* Text under study *

Closer look at hummers

Published 12:00 am Saturday, January 21, 2012

When I mentioned in last week’s column that Fred Bassett, a licensed bird bander, reported that plenty of hummingbirds were visiting south Alabama this winter, I had no idea I would soon see proof of that. I never even dreamed I would hold one in my hand. Then last Saturday morning, my friend Pam Wyche called. She asked if I would like to come and watch Fred band a rufous hummingbird that had been visiting her feeder. She had seen it that morning and the night before.

Within 30 minutes or so, I was at Pam’s house. She kept watching out the window at her feeder as we chatted. So far, the little rufous hadn’t reappeared. When Fred arrived, he placed a cage over the feeder and moved some distance away. There he stood holding a wire attached to the cage, patiently waiting and hoping the bird would return. Pam and I joined him, also watching, and waiting, hoping that it hadn’t left on its way to Mexico or Panama, or wherever hummers winter. We must have been there close to an hour when Fred said, “Don’t move, there it is.” The little bird flew around the cage, and then entered it. Fred released the wire to close the cage. It gave him a merry chase in the cage, trying to escape his grasp. He soon caught it and held it to the feeder so it could draw out the sweet liquid with its long, slim bill. Hummingbird wings move so swiftly that they need plenty of energy to keep them going.

Fred placed the bird in a mesh bag and hung it in his truck while he laid out his banding tools. Then he took the minuscule creature out of the bag and slipped it in a piece of nylon that looked like a footie. He removed a tiny band off a ring and inserted it in the tool he used to place the band on the bird’s leg. He also got out a little bottle of pink liquid to swipe a little mark on the bird’s head. He measured the length of the bird and weighed it, then noted the information in his record book. The rufous was a female that hatched during the summer.

Fred allowed me to shoot pictures and he took some for his records. My crowning moment came when he told me to hold out my hand and he put the hummer in it. I felt its racing heartbeat in my palm. Although I have had hummingbird feeders in my yard for years and enjoyed watching their antics, I had never before held one of those exquisite creatures. What a thrill!

It was a joy to watch Fred work. It seems to give him as much pleasure gently placing one of the birds in a hummingbird lover’s hand as that person experiences. Thanks, Fred! You too, Pam.

* Extracted data *
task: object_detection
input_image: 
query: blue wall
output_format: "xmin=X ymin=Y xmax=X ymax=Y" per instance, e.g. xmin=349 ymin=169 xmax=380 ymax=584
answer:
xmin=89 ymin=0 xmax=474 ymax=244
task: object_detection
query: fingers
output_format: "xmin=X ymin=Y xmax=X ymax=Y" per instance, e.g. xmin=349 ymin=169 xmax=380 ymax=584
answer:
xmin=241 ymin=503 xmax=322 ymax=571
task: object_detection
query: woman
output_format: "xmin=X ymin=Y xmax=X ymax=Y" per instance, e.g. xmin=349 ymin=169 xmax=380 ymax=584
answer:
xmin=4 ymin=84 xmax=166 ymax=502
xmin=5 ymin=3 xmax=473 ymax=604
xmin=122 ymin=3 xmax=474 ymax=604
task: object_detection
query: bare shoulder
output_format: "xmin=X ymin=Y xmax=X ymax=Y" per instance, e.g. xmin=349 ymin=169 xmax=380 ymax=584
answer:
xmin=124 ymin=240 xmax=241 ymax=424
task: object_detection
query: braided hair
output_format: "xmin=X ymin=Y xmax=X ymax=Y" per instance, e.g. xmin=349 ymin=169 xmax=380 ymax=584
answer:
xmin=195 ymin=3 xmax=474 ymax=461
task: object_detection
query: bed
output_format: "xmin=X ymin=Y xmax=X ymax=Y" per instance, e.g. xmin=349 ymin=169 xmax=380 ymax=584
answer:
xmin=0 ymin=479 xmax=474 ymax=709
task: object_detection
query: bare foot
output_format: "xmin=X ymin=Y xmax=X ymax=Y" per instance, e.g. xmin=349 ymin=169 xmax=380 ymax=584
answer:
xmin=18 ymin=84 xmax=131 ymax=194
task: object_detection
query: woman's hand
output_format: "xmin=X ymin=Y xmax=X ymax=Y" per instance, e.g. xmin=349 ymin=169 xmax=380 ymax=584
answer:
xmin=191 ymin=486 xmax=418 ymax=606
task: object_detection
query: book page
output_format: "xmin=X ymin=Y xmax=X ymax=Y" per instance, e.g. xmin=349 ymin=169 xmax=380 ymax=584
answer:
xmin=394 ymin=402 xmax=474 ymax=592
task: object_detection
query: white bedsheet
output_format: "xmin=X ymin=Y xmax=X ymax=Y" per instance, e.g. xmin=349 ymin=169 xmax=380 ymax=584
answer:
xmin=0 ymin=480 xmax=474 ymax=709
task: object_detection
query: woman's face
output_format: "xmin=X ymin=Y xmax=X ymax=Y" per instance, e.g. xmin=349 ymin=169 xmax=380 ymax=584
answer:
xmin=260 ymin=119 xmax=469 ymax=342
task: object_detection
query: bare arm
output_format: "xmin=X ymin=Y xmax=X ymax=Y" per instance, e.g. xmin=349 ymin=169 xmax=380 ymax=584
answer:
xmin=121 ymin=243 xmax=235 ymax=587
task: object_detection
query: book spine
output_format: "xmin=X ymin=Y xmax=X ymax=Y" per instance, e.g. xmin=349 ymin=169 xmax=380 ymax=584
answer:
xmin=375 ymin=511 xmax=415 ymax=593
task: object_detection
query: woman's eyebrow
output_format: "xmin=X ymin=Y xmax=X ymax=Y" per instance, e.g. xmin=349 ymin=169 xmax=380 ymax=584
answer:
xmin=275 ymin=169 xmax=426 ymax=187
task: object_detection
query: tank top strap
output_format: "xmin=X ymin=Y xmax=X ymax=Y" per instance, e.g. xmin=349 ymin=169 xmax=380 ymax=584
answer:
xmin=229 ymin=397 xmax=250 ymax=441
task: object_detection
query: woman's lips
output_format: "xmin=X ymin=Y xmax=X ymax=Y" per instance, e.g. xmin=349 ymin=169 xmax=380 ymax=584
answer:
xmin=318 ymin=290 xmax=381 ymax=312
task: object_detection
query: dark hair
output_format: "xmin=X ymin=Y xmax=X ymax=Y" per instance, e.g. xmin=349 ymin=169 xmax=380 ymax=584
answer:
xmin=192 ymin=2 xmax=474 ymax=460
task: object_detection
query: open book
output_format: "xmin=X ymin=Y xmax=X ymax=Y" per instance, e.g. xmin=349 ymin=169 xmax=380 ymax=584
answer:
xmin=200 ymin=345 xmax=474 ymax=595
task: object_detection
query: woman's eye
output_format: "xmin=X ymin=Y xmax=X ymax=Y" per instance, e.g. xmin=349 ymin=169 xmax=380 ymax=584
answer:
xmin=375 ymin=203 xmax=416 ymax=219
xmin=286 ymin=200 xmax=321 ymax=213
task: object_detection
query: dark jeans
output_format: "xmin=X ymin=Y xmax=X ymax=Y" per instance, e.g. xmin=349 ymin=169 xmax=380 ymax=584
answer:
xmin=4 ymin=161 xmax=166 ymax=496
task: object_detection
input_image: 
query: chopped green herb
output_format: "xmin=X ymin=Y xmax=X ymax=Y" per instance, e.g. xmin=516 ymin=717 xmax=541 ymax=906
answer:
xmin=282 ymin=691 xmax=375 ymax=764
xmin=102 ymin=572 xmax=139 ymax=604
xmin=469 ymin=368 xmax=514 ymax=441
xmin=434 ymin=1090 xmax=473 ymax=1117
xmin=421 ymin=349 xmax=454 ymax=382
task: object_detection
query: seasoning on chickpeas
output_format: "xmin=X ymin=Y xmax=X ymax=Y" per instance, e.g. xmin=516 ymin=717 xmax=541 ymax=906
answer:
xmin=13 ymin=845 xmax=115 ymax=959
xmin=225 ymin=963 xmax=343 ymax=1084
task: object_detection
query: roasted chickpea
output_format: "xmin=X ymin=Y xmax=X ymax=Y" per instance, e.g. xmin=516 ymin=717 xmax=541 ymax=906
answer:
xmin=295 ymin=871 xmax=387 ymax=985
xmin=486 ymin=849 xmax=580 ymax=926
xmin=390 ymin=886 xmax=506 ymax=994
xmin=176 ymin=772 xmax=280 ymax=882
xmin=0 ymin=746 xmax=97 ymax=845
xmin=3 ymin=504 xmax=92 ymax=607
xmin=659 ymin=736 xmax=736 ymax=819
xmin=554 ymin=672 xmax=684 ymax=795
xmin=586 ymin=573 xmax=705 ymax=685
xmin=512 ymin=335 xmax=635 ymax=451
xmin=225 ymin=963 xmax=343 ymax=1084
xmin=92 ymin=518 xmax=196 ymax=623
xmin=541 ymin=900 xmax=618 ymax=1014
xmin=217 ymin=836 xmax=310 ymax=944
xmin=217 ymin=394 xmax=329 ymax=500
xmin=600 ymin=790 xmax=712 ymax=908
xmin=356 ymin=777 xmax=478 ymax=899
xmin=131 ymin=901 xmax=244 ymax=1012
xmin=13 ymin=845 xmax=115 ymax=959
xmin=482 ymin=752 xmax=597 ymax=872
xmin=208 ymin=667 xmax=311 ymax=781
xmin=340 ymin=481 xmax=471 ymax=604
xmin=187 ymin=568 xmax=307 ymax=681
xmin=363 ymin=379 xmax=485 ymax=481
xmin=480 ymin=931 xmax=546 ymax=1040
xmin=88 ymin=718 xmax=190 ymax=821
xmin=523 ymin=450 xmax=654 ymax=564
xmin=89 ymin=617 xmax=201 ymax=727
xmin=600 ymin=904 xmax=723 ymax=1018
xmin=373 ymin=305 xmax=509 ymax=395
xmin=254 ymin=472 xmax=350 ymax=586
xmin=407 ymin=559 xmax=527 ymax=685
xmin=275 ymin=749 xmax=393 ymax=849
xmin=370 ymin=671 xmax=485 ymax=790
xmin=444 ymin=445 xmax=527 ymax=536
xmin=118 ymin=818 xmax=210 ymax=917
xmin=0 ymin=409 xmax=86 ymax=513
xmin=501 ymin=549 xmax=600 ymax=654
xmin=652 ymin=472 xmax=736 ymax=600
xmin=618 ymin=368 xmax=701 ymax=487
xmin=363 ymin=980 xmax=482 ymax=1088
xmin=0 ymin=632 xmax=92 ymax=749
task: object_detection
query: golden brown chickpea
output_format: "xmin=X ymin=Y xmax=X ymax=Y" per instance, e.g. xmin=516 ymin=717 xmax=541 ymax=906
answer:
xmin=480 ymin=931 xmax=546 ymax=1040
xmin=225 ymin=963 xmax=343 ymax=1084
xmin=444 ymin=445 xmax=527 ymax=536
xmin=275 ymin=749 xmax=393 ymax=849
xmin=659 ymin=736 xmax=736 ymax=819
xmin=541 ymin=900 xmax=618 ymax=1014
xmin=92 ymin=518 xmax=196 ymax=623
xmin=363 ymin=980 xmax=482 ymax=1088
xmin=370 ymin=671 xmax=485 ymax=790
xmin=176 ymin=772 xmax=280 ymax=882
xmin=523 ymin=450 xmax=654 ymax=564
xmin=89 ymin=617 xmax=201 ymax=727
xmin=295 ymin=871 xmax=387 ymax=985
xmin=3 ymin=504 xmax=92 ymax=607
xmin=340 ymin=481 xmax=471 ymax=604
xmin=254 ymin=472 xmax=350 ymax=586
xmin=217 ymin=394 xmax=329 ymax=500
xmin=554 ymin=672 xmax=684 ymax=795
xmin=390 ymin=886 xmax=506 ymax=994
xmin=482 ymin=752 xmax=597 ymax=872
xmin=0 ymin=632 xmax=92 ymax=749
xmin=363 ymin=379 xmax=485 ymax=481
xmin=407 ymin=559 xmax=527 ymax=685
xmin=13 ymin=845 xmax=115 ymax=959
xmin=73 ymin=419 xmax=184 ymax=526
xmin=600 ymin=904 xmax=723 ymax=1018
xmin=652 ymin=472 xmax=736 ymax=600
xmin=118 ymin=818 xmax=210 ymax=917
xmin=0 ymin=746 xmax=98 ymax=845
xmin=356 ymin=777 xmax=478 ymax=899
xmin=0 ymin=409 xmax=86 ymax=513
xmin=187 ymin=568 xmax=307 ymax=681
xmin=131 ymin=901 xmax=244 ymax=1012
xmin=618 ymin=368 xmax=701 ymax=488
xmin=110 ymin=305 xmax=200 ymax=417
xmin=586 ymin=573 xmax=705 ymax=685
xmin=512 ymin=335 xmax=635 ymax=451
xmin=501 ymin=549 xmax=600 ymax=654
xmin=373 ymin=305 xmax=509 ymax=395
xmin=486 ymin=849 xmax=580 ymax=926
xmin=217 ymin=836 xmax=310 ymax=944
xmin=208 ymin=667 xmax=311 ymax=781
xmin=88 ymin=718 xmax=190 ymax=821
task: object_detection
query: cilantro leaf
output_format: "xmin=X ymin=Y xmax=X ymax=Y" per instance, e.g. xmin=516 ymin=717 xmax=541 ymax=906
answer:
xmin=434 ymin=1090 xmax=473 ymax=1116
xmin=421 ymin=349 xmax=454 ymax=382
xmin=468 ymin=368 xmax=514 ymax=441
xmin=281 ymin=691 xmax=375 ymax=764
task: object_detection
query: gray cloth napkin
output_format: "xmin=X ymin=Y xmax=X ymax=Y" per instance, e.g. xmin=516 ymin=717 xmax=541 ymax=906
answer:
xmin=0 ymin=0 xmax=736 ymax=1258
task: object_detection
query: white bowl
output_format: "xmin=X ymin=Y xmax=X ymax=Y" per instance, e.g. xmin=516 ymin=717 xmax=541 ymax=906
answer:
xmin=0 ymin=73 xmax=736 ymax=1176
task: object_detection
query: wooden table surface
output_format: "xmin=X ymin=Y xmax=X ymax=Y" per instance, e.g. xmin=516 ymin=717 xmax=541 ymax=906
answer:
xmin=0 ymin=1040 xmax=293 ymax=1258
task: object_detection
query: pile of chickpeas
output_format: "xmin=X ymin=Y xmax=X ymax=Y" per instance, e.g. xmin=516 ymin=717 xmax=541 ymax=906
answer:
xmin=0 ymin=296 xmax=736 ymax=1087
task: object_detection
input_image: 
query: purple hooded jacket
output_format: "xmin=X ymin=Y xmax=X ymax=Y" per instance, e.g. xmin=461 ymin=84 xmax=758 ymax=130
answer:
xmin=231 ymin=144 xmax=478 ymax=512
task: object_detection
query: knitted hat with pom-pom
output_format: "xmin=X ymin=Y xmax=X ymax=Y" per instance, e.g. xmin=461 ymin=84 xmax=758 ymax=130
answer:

* Work item *
Please state what Fred used to mark the bird's head in the hummingbird column. The items are separate from the hummingbird column and have no connection to it.

* Exercise output *
A little pink liquid, swiped onto the bird's head.